-- begin GIVEN RECORDS --

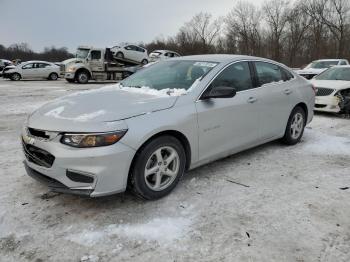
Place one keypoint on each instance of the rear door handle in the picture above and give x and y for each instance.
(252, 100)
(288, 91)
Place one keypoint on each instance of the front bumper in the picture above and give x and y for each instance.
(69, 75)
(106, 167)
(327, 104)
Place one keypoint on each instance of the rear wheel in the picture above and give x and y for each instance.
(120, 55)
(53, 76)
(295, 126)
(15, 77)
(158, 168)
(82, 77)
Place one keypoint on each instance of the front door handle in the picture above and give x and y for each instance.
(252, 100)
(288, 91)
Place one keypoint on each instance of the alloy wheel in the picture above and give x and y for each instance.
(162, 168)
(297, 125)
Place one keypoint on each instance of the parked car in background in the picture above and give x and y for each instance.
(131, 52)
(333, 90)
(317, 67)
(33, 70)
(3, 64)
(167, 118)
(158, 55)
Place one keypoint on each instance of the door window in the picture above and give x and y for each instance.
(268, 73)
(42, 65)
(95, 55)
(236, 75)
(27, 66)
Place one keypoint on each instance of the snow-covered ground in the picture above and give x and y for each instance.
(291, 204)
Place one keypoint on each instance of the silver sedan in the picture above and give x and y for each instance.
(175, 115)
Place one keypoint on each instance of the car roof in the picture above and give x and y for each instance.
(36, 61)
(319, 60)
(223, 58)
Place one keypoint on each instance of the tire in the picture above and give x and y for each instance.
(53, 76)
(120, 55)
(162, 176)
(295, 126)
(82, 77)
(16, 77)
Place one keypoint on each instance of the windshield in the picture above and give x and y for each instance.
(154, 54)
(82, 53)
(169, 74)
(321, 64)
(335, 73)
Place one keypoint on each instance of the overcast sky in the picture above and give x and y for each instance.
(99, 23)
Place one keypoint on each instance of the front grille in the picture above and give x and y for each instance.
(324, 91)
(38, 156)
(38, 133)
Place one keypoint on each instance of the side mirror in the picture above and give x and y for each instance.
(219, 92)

-- end GIVEN RECORDS --

◆ OBJECTIVE
From the line holding "Place one keypoint on each instance of the silver" through the last line above, reproduce each line exactly and add nothing.

◆ SOLUTION TO THIS TASK
Place one keypoint on each instance of the silver sedan in the picture above and give x and y for each instance.
(175, 115)
Place one keypoint on each instance of the car roof in the picture above and give x and y for each instance.
(36, 61)
(319, 60)
(223, 58)
Place one keypoint on each instance of the tire in the picture above and give x and y for each instance.
(53, 76)
(120, 55)
(162, 176)
(295, 126)
(82, 77)
(16, 77)
Place one keypoint on each instance of the windshield in the picture above and give x and y for each instance.
(154, 54)
(82, 53)
(169, 74)
(321, 64)
(335, 73)
Place one keypoint on each instance of the overcast sky in the picture above and give x and y for each instance.
(99, 23)
Place one keypoint on each instance of the front grille in the picture above and give x and y for each instance.
(324, 91)
(38, 156)
(38, 133)
Place one keypoint on each instance of the side mirror in the picture above and give x and y for each instance.
(219, 92)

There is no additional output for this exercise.